[Records from a data source]
= = = = = = =

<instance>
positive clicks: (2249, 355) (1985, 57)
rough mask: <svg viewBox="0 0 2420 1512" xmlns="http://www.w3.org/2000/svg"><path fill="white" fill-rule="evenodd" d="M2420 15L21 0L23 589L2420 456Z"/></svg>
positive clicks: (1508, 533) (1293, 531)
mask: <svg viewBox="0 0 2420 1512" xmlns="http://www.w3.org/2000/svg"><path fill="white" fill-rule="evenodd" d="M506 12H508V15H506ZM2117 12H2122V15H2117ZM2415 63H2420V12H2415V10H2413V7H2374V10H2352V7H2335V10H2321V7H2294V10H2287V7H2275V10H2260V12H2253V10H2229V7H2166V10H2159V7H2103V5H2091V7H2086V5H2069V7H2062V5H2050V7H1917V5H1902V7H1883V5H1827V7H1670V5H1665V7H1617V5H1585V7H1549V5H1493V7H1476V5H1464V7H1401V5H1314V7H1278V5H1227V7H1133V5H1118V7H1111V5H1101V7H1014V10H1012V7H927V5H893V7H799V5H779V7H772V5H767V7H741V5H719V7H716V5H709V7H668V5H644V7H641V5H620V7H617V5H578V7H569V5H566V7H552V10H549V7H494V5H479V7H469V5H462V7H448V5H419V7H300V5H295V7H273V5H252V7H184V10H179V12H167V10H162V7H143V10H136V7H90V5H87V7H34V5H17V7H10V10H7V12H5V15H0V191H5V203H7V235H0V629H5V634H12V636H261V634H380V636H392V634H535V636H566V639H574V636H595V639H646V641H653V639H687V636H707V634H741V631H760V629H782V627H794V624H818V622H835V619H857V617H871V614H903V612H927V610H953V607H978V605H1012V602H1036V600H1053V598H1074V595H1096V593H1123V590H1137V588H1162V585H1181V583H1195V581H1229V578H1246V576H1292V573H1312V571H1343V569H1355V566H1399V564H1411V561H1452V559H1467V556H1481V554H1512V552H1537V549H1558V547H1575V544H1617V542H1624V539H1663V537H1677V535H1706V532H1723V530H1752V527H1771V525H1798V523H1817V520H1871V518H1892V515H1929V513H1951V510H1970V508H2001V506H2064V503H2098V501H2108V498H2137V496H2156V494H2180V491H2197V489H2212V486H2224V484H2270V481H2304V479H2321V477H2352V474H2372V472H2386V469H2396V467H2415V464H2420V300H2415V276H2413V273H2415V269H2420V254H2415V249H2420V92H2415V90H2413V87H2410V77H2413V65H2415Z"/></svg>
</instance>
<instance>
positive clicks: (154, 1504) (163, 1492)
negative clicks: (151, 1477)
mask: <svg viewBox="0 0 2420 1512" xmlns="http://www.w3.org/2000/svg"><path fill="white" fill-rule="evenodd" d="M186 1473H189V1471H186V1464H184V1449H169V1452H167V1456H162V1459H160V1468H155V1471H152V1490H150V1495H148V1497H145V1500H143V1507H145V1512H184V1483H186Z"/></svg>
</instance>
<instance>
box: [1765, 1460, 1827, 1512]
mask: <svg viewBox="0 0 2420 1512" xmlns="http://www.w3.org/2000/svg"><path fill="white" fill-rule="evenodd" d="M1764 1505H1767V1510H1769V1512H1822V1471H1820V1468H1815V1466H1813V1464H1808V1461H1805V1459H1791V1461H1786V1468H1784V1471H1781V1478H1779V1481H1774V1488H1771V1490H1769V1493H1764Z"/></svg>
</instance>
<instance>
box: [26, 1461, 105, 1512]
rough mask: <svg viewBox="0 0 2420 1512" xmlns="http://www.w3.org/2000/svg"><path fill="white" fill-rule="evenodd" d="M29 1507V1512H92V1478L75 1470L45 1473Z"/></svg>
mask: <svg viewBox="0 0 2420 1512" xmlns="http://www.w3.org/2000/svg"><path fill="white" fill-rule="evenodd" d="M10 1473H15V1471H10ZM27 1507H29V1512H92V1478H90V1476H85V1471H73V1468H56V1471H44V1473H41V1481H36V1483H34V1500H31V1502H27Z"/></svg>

= = = = = = =

Recast all of the rows above as a JSON list of strings, one string per line, leaving out any blank lines.

Output:
[
  "<instance>",
  "positive clicks: (2249, 355) (1985, 57)",
  "rough mask: <svg viewBox=\"0 0 2420 1512\" xmlns=\"http://www.w3.org/2000/svg\"><path fill=\"white\" fill-rule=\"evenodd\" d=\"M2420 15L21 0L23 589L2420 456Z\"/></svg>",
  "positive clicks: (1508, 533) (1293, 531)",
  "mask: <svg viewBox=\"0 0 2420 1512\" xmlns=\"http://www.w3.org/2000/svg\"><path fill=\"white\" fill-rule=\"evenodd\" d=\"M506 12H508V15H506ZM2117 12H2122V15H2117ZM2415 63H2420V12H2415V10H2413V7H2374V10H2352V7H2335V10H2321V7H2294V10H2287V7H2275V10H2260V12H2253V10H2229V7H2166V10H2159V7H2103V5H2091V7H2086V5H2069V7H2062V5H2050V7H1917V5H1902V7H1883V5H1827V7H1670V5H1665V7H1617V5H1585V7H1549V5H1493V7H1476V5H1464V7H1401V5H1314V7H1278V5H1227V7H1133V5H1118V7H1111V5H1101V7H1014V10H1012V7H927V5H893V7H799V5H779V7H772V5H767V7H741V5H719V7H716V5H709V7H668V5H644V7H641V5H620V7H617V5H578V7H569V5H566V7H552V10H549V7H494V5H479V7H469V5H462V7H448V5H419V7H300V5H295V7H273V5H252V7H184V10H179V12H167V10H162V7H143V10H136V7H90V5H87V7H34V5H17V7H10V10H7V12H5V15H0V191H5V203H7V235H0V629H5V634H12V636H261V634H380V636H392V634H535V636H566V639H574V636H595V639H646V641H653V639H687V636H707V634H741V631H760V629H782V627H794V624H818V622H835V619H857V617H871V614H903V612H927V610H953V607H978V605H1012V602H1036V600H1053V598H1074V595H1096V593H1123V590H1137V588H1162V585H1181V583H1195V581H1229V578H1246V576H1292V573H1312V571H1343V569H1355V566H1399V564H1411V561H1452V559H1467V556H1481V554H1512V552H1537V549H1558V547H1575V544H1617V542H1624V539H1663V537H1677V535H1706V532H1723V530H1752V527H1771V525H1798V523H1817V520H1871V518H1892V515H1929V513H1951V510H1970V508H2001V506H2064V503H2098V501H2108V498H2137V496H2156V494H2180V491H2197V489H2212V486H2224V484H2270V481H2304V479H2321V477H2352V474H2372V472H2386V469H2396V467H2415V464H2420V300H2415V276H2413V273H2415V269H2420V254H2415V249H2420V92H2415V90H2413V87H2410V77H2413V65H2415Z\"/></svg>",
  "</instance>",
  "<instance>",
  "positive clicks: (154, 1504) (163, 1492)",
  "negative clicks: (151, 1477)",
  "mask: <svg viewBox=\"0 0 2420 1512\" xmlns=\"http://www.w3.org/2000/svg\"><path fill=\"white\" fill-rule=\"evenodd\" d=\"M186 1473H189V1471H186V1464H184V1449H169V1452H167V1456H162V1459H160V1468H155V1471H152V1490H150V1495H148V1497H145V1500H143V1507H145V1512H184V1483H186Z\"/></svg>",
  "</instance>",
  "<instance>",
  "box: [1765, 1460, 1827, 1512]",
  "mask: <svg viewBox=\"0 0 2420 1512\" xmlns=\"http://www.w3.org/2000/svg\"><path fill=\"white\" fill-rule=\"evenodd\" d=\"M1764 1505H1767V1510H1769V1512H1822V1471H1820V1468H1815V1466H1813V1464H1808V1461H1805V1459H1791V1461H1786V1468H1784V1471H1781V1478H1779V1481H1774V1488H1771V1490H1769V1493H1764Z\"/></svg>",
  "</instance>",
  "<instance>",
  "box: [26, 1461, 105, 1512]",
  "rough mask: <svg viewBox=\"0 0 2420 1512\" xmlns=\"http://www.w3.org/2000/svg\"><path fill=\"white\" fill-rule=\"evenodd\" d=\"M29 1507V1512H92V1478L75 1470L45 1473Z\"/></svg>",
  "mask: <svg viewBox=\"0 0 2420 1512\" xmlns=\"http://www.w3.org/2000/svg\"><path fill=\"white\" fill-rule=\"evenodd\" d=\"M10 1473H15V1471H10ZM27 1507H29V1512H92V1478H90V1476H85V1471H73V1468H56V1471H44V1473H41V1481H36V1483H34V1500H31V1502H27Z\"/></svg>"
]